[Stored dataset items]
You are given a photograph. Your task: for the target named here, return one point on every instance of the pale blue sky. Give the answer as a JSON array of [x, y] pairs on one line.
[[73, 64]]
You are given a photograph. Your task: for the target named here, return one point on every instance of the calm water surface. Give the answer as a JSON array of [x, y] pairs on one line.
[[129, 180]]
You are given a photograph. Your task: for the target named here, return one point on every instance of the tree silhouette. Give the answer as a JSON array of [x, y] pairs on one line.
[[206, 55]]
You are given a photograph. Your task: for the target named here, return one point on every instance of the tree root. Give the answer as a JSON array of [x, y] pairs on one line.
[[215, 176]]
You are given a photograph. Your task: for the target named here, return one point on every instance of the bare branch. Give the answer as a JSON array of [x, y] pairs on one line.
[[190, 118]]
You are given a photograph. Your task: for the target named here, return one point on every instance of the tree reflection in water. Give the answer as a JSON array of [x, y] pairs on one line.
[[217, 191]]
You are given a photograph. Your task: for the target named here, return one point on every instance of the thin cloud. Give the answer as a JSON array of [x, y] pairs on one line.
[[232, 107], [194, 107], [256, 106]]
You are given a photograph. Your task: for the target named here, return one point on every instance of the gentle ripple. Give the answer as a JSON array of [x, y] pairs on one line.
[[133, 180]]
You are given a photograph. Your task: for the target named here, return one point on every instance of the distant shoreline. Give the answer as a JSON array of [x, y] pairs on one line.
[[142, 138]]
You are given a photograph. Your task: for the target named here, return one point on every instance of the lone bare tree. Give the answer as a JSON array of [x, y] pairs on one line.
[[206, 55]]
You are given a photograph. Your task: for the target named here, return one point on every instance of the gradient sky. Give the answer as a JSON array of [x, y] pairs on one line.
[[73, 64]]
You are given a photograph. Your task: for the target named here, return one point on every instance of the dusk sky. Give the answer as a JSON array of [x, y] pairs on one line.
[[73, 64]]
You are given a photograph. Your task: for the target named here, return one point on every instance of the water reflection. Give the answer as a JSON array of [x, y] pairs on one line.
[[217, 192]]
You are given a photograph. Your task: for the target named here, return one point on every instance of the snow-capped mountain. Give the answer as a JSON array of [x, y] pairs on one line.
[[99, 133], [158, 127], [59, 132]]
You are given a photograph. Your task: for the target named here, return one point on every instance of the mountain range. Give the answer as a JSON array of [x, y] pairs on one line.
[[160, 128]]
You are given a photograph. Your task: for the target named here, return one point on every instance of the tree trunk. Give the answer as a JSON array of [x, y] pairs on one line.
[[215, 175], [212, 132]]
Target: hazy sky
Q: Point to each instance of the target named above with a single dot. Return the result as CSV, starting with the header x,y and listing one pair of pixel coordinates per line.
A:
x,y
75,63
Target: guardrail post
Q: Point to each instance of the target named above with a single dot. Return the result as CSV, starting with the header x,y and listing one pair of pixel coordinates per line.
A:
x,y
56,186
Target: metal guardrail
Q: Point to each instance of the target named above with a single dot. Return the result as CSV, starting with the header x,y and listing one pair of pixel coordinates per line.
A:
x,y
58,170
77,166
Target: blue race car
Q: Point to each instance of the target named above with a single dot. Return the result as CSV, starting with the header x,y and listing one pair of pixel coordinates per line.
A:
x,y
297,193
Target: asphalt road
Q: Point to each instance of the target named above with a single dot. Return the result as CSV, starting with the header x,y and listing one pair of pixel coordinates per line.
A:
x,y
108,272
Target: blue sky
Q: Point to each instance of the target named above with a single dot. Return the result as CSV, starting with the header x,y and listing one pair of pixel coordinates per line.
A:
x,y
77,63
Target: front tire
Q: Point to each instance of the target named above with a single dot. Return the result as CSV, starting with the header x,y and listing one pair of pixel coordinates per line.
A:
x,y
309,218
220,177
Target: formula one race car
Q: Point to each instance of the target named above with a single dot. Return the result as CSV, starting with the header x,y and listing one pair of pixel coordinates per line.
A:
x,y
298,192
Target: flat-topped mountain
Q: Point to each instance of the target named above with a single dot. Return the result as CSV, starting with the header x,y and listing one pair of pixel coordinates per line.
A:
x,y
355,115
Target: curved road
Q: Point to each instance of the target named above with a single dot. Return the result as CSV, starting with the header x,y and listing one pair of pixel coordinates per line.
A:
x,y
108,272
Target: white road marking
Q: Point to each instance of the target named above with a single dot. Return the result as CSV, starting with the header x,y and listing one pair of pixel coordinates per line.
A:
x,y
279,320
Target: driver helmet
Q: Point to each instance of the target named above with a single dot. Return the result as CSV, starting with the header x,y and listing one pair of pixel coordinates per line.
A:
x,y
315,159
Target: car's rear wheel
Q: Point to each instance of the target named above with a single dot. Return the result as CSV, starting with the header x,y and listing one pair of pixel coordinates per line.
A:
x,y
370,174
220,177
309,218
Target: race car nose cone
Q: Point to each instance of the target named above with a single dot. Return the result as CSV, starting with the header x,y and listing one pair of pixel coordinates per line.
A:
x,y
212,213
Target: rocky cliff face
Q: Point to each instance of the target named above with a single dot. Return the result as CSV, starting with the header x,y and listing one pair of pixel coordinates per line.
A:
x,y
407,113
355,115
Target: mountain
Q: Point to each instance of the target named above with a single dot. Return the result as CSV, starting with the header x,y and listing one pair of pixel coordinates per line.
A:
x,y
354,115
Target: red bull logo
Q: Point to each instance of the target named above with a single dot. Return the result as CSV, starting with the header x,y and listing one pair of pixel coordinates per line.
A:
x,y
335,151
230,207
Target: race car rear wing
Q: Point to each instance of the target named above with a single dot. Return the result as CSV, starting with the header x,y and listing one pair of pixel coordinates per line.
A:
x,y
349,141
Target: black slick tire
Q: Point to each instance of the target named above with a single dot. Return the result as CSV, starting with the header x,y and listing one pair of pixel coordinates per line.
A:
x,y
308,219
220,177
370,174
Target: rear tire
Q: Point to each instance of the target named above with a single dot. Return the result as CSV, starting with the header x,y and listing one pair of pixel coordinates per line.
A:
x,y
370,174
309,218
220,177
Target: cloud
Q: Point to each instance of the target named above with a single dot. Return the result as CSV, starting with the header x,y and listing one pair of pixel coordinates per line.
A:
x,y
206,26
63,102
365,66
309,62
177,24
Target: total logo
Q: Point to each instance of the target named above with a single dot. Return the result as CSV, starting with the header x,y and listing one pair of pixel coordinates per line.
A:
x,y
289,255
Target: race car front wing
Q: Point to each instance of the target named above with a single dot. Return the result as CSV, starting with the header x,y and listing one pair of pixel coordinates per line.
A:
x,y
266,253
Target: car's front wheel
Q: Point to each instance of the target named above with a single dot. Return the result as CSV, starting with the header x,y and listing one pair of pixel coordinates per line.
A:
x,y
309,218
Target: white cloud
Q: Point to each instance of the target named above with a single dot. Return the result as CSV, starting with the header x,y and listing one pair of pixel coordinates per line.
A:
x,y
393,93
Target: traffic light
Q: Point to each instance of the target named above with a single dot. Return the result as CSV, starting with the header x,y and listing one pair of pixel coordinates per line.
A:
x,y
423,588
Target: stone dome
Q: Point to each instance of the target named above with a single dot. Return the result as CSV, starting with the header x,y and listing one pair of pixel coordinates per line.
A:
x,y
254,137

=== Action item ===
Make a faithful copy of every record above.

=== Your response ===
You are given a photograph. Your task: for the target named here, return one point on every instance of the pale blue sky. Give the answer as a JSON array of [x, y] pairs on one line.
[[73, 64]]
You are given a photograph. Your task: for the target named here, return one point on every instance of the calm water surface. Give the answer as a JSON array of [x, y] pairs on one line.
[[129, 180]]
You are given a photograph. Your task: for the target named here, return one point on every instance of the tree silhouette. Give the answer as a JSON array of [x, y] pairs on one line.
[[206, 55]]
You are given a photograph. Your task: for the target named here, return one point on every instance of the tree root. Give the answer as a JSON array of [x, y] pairs on one line.
[[215, 176]]
You are given a photograph. Your task: for the target named here, return one point on every instance of the bare branch. Give the answer as a JSON array of [x, y] pairs on one line.
[[190, 118]]
You are given a photograph. Your task: for the target named here, return one point on every instance of the tree reflection in water. Give the answer as a JSON array of [x, y] pairs on one line.
[[217, 191]]
You are given a photograph. Your task: for the target named here, return one point on every instance of the thin cloud. Give the answer as a JSON array of [x, y] pairs on one line.
[[232, 107], [194, 107], [256, 106]]
You are given a photograph. Your task: for the target named here, return one point on every instance of the gentle ripple. Give the answer as a JSON array of [x, y] pairs on one line.
[[133, 180]]
You are given a photograph. Your task: for the target named here, return one point on every instance of the distant shoreline. Give the answer as a JSON array of [x, y] pairs on one line.
[[142, 138]]
You are given a photograph. Your task: for the target named here, return one point on every instance of the lone bare tree. Give the answer as a JSON array of [x, y] pairs on one line.
[[206, 55]]
You are given a photograph. Your task: for the target named here, return one point on every instance of the gradient sky. Give the answer as a JSON array of [x, y] pairs on one line.
[[73, 64]]
You are given a photograph. Your task: for the target named here, return one point on every instance of the dusk sky. Give the answer as a JSON array of [x, y] pairs on one line.
[[73, 64]]
You are given a photograph. Your task: for the target named here, return one point on every instance of the water reflection. Give the answer as a JSON array of [x, y] pairs on one line.
[[217, 192]]
You are given a photograph. Your task: for the target named here, return one point on every instance of the snow-capped mountain. Give the answer as a JSON array of [x, y] pairs on one line.
[[99, 133], [158, 127], [59, 132]]
You are given a photograph. Your task: for the target named here, return one point on every instance of the mountain range. Give the answer as a JSON array of [x, y] pairs on one line.
[[160, 128]]
You are given a photograph. Your task: for the target named here, return one point on every instance of the tree trunk. Give the answer as a JSON array of [x, y] pairs on one line.
[[215, 175], [212, 132]]
Target: hazy sky
Q: Point to each instance of the target named above with a single dot. Return the result as CSV, starting with the header x,y and listing one pair of pixel coordinates per line.
A:
x,y
75,63
Target: guardrail post
Q: Point to each instance of the target named above with a single dot. Return the result as CSV, starting with the header x,y and listing one pair of pixel coordinates per line.
A:
x,y
56,186
Target: metal guardrail
Q: Point to each instance of the target named above with a single dot. Return the result as CSV, starting with the header x,y and listing one pair of pixel coordinates per line.
A:
x,y
58,170
77,166
Target: blue race car
Q: Point to each instance of the target named above with a single dot. Return the result as CSV, starting with the header x,y and listing one pair of pixel coordinates per line.
A:
x,y
297,193
Target: asphalt road
Q: Point to each instance of the target named above with a single dot. Return the result as CSV, starting with the header x,y and listing one pair of pixel coordinates per line.
A:
x,y
108,272
Target: blue sky
Q: Point to each instance of the target named above with a single dot. Return the result as CSV, starting with the header x,y and listing one pair of pixel coordinates per line.
A:
x,y
77,63
Target: front tire
Q: Point to each instance of the target named above with a single dot. Return the result as CSV, starting with the header x,y and listing one pair of pixel coordinates per line.
A:
x,y
309,218
220,177
Target: formula one race car
Q: Point to each instance of the target named above with a single dot. Return the result as CSV, starting with the header x,y and listing one pair of pixel coordinates per line.
A:
x,y
298,192
Target: flat-topped mountain
Q: Point to each instance of the target named above with a single dot. Return the result as CSV, starting with the header x,y and listing one pair of pixel coordinates per line.
A:
x,y
355,115
Target: curved road
Q: Point to each instance of the target named above with a single dot. Return the result as CSV, starting with the header x,y and listing one pair of pixel coordinates per line.
A:
x,y
108,272
Target: white road marking
Q: Point to each instance of the target named above with a single dot. Return the result as CSV, starting with the header x,y and listing one pair of pixel coordinates per line.
A:
x,y
279,320
Target: driver helmet
Q: Point to each instance of the target named above with a single dot. Return the result as CSV, starting with the header x,y and listing one pair of pixel coordinates per line.
A:
x,y
315,159
Target: car's rear wheel
Q: Point to each instance of the target named above with a single dot. Return the result as CSV, starting with the header x,y and listing one pair of pixel coordinates per line.
A:
x,y
370,174
220,177
309,218
Target: race car nose cone
Q: Point to each instance of the target named above with a single dot. Return the result as CSV, starting with the header x,y and listing one pair of pixel coordinates per line.
A:
x,y
212,213
Target: rocky cliff face
Q: Point to each instance of the target named above with a single dot. Return the result as CSV, starting with the header x,y and listing one pair of pixel coordinates per line.
A:
x,y
407,113
355,115
Target: mountain
Q: Point to each instance of the target named above with a single dot. Return the result as CSV, starting with the header x,y and listing one pair of pixel coordinates per line.
A:
x,y
354,115
Target: red bull logo
Q: Point to each instance of the target named above with a single dot. Return the result as CSV, starting with the header x,y and listing one pair of pixel coordinates per line.
A:
x,y
335,151
230,207
Target: race car rear wing
Q: Point to each instance of the target named above with a single dot. Return the result as CSV, starting with the header x,y and listing one pair of pixel coordinates per line.
A:
x,y
349,141
Target: black slick tire
Q: Point to each instance of the target named above with a single dot. Return the result as CSV, starting with the header x,y and listing one pair of pixel coordinates per line.
A:
x,y
308,219
220,177
370,174
Target: rear tire
Q: Point to each instance of the target named above with a single dot. Return the result as CSV, starting with the header x,y and listing one pair of pixel coordinates per line.
A:
x,y
370,174
309,218
220,177
Target: cloud
Q: Point to each instance of the target named above with a single dot. Return the result as CSV, starting with the header x,y and listing one pair of pixel coordinates per line.
A:
x,y
206,26
63,102
365,66
309,62
177,24
Target: total logo
Q: Point to each instance of the target named above with a single dot. Return the result as CSV, starting with the header x,y and listing one pair of pixel coordinates per line.
A:
x,y
289,255
Target: race car front wing
Q: Point to each instance of the target named above with a single dot. Return the result as CSV, starting with the header x,y and listing one pair of pixel coordinates per line.
A:
x,y
266,253
Target: car's front wheel
Q: Point to each instance of the target named above with a single dot. Return the result as CSV, starting with the header x,y and listing one pair of pixel coordinates per line.
A:
x,y
309,218
Target: white cloud
Q: Point to each instance of the target named above with a single dot. Return the result as CSV, starting with the header x,y and listing one pair of pixel coordinates per line.
A:
x,y
393,93
Target: traffic light
Q: Point to each instance of the target named above with a single dot. Return the result as CSV, starting with the header x,y and listing one pair of pixel coordinates per line.
A:
x,y
423,588
Target: stone dome
Q: Point to each instance of the target named above with a single dot. Return the result as CSV, starting with the header x,y and listing one pair of pixel coordinates per line.
A:
x,y
254,137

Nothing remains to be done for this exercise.